(Written exercise) Copy word for word the lines of the listing below, from the line containing "like [[13, 208]]." through the line containing "[[51, 325]]", including both.

[Pointing and labeling entries]

------

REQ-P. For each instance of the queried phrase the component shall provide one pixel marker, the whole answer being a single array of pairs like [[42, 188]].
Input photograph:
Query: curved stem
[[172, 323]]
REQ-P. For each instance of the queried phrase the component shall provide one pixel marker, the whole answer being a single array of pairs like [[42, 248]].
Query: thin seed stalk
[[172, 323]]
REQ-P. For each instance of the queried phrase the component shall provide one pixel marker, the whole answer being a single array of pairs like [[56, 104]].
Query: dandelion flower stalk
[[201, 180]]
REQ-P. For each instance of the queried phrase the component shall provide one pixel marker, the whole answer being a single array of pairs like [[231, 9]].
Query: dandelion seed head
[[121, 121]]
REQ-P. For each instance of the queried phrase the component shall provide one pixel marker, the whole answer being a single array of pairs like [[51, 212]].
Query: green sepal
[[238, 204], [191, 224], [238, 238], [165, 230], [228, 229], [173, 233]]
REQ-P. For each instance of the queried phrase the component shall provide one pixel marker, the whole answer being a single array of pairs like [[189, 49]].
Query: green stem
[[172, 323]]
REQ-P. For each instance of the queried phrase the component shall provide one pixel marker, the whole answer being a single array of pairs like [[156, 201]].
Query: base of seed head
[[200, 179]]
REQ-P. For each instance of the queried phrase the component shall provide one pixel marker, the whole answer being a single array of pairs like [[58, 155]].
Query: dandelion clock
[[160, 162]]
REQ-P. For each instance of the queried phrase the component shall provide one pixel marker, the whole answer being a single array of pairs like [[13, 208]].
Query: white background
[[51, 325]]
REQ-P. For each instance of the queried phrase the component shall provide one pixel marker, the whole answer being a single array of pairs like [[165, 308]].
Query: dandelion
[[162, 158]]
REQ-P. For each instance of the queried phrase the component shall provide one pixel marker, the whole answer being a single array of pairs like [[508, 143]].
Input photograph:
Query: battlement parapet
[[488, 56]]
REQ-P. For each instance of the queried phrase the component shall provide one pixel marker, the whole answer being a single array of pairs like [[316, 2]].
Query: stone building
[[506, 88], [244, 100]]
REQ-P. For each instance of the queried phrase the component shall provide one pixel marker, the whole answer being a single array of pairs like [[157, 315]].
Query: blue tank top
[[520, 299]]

------

(Response for this exercise)
REQ-P. For each instance of the queried phrase the component shall provide one pixel marker, the whole answer being a single array of pairs like [[13, 208]].
Query: white background
[[51, 325]]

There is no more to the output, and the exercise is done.